Exercise materials –

------------------------------------------------

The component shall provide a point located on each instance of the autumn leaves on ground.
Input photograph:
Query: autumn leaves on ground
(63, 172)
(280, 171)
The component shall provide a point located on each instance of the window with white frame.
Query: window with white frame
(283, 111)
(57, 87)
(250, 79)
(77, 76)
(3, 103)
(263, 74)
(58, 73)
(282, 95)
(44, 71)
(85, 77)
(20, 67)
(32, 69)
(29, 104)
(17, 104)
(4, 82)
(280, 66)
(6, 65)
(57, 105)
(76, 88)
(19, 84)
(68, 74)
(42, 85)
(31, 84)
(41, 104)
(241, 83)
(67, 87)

------------------------------------------------

What you should do – Each line above is to be reproduced exactly.

Answer space –
The component shall provide a point located on each instance of the autumn leaves on ground.
Input photograph:
Query: autumn leaves on ground
(63, 172)
(280, 171)
The component shall provide a point located on each instance of the window with white frame.
Query: window with white frame
(283, 111)
(57, 87)
(250, 79)
(77, 76)
(3, 103)
(263, 74)
(58, 73)
(282, 95)
(44, 71)
(85, 77)
(20, 67)
(32, 69)
(29, 104)
(17, 104)
(4, 82)
(280, 66)
(6, 65)
(57, 105)
(76, 88)
(19, 84)
(68, 74)
(42, 85)
(31, 84)
(41, 104)
(241, 83)
(67, 87)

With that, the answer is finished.